*Input records:*
/---
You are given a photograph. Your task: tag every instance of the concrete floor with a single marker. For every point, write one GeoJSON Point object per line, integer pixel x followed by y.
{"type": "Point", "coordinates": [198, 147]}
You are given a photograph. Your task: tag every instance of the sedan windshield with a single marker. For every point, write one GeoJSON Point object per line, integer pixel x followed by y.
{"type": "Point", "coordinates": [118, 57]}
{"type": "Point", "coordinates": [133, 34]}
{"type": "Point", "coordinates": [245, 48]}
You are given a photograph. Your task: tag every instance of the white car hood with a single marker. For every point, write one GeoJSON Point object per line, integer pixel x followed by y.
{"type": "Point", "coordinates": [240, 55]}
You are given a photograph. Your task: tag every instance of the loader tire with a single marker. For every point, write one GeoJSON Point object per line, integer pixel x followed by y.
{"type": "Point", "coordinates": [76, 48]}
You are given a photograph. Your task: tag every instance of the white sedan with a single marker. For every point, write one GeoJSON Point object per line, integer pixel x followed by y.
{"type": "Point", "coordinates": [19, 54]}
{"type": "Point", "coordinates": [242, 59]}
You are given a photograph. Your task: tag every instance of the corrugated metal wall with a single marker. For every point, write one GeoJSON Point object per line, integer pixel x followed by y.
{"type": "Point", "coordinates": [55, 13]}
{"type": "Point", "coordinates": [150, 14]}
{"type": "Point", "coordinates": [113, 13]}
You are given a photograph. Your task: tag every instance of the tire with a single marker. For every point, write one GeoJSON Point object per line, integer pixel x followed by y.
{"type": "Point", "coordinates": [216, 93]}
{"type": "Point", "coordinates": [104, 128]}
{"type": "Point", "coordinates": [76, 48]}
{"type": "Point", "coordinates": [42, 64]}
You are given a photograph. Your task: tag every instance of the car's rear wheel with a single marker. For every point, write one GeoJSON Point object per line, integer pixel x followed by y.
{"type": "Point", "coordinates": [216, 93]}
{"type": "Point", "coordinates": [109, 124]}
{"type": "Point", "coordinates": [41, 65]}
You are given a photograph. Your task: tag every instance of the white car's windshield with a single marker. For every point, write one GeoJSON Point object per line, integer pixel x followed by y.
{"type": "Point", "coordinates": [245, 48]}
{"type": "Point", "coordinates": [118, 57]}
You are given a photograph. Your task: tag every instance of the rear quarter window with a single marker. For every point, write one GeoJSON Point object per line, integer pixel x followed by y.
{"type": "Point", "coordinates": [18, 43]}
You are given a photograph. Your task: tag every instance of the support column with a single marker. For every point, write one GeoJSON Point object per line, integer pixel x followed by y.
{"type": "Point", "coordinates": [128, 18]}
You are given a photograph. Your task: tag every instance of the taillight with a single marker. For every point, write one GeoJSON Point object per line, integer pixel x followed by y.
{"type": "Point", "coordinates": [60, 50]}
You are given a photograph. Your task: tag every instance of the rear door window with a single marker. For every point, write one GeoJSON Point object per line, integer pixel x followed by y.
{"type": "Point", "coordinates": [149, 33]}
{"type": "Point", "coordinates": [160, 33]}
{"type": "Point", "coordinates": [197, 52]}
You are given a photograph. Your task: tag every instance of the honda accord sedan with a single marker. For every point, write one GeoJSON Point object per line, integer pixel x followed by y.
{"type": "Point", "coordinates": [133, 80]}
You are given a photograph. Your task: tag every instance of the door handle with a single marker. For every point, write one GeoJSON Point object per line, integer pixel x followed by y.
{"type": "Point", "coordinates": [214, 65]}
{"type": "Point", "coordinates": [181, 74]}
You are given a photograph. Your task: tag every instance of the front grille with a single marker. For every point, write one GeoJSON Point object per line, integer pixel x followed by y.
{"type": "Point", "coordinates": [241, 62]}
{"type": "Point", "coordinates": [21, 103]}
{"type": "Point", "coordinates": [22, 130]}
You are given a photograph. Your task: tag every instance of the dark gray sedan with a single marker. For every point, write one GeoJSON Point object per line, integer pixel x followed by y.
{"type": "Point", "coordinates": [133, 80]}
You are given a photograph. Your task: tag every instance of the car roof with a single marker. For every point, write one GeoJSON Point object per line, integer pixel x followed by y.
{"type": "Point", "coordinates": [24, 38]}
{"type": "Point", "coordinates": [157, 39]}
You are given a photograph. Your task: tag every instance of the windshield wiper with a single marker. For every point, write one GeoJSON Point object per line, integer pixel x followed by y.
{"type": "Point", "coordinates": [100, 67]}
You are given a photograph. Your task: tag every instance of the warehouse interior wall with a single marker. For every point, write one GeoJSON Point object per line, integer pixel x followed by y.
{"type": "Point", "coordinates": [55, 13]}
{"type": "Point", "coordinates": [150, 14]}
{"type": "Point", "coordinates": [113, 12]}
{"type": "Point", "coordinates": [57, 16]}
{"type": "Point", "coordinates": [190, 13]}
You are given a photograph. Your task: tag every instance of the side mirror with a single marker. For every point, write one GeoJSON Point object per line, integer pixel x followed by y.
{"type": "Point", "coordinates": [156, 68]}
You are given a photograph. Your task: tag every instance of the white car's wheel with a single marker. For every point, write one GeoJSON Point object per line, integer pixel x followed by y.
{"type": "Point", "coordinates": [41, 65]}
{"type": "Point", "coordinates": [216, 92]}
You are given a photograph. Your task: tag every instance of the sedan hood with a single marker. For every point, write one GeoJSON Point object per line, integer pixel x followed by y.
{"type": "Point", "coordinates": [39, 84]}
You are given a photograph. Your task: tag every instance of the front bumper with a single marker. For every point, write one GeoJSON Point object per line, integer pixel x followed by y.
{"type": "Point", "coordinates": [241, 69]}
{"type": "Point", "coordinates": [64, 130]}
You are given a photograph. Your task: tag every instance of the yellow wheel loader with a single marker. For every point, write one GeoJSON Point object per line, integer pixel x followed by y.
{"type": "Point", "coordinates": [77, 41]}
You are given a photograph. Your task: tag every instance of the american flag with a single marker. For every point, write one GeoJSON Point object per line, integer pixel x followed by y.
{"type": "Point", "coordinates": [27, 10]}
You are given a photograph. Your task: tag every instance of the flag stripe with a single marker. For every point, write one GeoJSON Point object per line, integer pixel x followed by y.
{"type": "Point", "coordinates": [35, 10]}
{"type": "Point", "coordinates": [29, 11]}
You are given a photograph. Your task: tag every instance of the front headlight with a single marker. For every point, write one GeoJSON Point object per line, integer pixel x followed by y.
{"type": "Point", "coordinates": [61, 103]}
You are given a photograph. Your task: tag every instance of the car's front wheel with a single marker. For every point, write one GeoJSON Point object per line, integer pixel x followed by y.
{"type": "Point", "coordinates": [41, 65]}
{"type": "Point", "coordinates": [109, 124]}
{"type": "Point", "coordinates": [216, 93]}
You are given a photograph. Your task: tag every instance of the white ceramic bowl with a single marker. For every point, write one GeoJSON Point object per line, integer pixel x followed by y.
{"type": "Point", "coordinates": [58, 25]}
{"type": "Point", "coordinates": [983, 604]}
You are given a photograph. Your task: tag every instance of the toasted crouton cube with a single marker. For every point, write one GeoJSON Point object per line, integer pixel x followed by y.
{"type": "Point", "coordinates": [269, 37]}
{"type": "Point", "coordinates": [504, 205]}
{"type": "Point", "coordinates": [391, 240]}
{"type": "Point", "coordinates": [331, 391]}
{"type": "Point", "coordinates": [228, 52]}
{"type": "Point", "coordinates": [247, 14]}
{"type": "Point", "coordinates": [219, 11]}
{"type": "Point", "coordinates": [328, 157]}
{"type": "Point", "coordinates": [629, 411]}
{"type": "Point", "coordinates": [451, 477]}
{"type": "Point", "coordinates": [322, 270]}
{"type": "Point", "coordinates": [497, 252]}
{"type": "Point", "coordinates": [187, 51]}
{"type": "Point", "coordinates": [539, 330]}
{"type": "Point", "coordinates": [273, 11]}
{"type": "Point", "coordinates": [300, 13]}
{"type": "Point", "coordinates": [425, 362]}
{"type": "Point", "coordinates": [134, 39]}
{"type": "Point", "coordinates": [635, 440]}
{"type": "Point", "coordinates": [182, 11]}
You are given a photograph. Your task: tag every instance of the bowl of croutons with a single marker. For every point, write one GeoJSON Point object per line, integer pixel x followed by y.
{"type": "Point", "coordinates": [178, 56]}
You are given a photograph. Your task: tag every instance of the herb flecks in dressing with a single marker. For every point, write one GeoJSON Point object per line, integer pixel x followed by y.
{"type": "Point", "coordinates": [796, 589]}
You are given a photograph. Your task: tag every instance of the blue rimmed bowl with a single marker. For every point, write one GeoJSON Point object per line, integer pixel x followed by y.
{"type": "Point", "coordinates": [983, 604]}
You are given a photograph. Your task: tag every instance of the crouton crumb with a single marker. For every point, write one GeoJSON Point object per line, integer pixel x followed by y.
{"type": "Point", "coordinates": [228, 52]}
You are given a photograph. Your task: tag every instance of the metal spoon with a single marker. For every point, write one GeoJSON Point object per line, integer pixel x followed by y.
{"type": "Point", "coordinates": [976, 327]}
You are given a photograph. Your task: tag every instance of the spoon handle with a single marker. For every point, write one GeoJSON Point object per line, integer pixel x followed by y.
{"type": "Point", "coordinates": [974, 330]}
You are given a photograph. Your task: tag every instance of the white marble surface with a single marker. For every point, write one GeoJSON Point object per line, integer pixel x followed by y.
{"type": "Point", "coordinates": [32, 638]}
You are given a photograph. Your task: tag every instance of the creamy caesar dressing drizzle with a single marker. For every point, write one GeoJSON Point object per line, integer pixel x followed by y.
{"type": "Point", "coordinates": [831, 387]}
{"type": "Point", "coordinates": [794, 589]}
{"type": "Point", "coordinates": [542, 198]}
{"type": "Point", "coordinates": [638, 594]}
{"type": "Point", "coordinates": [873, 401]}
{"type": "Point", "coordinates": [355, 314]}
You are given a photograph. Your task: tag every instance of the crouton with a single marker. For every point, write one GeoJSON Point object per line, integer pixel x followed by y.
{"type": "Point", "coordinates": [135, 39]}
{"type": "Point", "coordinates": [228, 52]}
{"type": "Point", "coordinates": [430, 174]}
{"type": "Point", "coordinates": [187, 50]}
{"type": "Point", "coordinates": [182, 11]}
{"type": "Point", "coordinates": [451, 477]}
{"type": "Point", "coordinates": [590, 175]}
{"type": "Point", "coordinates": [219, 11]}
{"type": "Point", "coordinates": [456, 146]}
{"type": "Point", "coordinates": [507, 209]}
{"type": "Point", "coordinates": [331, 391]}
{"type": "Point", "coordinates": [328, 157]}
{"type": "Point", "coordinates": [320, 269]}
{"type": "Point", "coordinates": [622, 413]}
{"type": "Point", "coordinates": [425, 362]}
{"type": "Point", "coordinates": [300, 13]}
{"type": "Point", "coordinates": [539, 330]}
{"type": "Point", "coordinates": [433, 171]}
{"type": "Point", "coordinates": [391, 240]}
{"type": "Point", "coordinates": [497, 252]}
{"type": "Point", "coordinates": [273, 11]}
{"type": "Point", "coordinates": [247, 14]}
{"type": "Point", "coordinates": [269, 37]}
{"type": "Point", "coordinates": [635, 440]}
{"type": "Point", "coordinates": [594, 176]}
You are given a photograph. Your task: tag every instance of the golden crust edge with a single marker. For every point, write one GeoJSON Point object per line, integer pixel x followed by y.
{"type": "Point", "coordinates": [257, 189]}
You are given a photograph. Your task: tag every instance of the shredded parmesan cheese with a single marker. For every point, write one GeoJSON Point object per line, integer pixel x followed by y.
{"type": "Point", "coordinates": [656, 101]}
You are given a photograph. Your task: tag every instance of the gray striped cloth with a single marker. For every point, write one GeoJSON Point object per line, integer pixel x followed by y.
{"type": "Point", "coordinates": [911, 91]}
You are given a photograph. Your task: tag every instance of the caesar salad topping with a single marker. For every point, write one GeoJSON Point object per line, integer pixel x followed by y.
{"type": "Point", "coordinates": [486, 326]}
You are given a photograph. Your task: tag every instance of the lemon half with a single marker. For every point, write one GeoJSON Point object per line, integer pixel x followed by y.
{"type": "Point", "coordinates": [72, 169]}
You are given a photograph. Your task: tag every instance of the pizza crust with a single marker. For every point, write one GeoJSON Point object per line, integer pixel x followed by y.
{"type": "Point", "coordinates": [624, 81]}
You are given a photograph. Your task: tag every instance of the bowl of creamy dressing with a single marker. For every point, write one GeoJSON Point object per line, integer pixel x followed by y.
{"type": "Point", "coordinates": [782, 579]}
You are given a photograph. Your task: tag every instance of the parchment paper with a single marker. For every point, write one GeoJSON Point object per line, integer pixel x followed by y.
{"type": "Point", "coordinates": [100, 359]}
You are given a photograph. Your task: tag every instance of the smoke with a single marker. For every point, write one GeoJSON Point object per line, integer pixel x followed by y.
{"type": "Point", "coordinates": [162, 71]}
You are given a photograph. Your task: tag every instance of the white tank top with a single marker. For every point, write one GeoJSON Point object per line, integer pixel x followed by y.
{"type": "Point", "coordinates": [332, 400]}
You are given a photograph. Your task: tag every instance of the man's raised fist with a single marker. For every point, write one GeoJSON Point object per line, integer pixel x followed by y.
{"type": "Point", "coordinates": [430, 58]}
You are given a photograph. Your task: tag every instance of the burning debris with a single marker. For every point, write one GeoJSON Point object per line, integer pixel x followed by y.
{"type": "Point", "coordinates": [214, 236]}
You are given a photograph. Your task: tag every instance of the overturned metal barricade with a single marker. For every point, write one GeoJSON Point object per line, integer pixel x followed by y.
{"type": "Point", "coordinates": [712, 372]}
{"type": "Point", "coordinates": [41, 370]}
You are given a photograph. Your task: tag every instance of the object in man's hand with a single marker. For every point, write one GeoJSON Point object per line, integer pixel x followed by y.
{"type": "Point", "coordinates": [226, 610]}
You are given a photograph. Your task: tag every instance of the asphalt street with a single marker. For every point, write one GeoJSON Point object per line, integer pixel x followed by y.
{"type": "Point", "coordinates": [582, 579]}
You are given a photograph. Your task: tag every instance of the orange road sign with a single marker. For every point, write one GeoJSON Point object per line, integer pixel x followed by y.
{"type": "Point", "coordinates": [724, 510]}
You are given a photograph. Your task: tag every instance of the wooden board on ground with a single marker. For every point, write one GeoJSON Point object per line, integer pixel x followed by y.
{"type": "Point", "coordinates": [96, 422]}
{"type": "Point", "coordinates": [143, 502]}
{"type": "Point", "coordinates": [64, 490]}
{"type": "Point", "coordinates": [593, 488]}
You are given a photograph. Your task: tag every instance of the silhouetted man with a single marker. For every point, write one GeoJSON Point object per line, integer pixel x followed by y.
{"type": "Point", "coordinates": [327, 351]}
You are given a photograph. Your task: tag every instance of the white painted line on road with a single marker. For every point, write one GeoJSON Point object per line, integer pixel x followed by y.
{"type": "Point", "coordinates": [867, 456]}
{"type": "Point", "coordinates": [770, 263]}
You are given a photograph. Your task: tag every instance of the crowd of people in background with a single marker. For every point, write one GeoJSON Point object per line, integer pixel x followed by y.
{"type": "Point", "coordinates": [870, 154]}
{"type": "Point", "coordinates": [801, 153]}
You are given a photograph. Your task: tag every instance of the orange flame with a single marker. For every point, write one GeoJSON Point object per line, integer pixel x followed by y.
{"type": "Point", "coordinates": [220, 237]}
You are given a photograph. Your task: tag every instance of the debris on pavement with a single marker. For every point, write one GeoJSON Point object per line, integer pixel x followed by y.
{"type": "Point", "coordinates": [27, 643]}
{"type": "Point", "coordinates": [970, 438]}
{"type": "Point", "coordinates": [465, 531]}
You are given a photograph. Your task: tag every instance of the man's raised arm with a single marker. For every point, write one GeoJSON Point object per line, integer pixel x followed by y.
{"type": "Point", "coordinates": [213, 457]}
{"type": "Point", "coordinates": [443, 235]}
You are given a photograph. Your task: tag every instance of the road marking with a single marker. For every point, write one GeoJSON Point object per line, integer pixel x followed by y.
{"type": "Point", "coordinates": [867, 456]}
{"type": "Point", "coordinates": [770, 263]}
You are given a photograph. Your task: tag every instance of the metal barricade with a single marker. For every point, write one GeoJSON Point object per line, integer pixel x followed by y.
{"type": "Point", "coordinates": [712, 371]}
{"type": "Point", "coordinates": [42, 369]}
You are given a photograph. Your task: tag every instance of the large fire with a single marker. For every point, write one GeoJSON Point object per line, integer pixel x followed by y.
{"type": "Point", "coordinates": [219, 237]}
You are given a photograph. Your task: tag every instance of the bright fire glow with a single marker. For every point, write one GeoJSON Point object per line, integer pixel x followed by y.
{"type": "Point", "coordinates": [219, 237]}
\---
*Work to complete:*
Copy over exactly the lines above from the one with "of the large" to the last, both included, and no others.

*Answer below:*
You are given a photograph. Your task: tag every instance of the large fire with a single marker. For every point, write one GeoJSON Point object per line, integer pixel x followed by y.
{"type": "Point", "coordinates": [219, 237]}
You are given a photograph. Your task: tag every instance of the bright fire glow with a single marker. For every point, write one GeoJSON Point object per line, integer pixel x followed by y.
{"type": "Point", "coordinates": [219, 237]}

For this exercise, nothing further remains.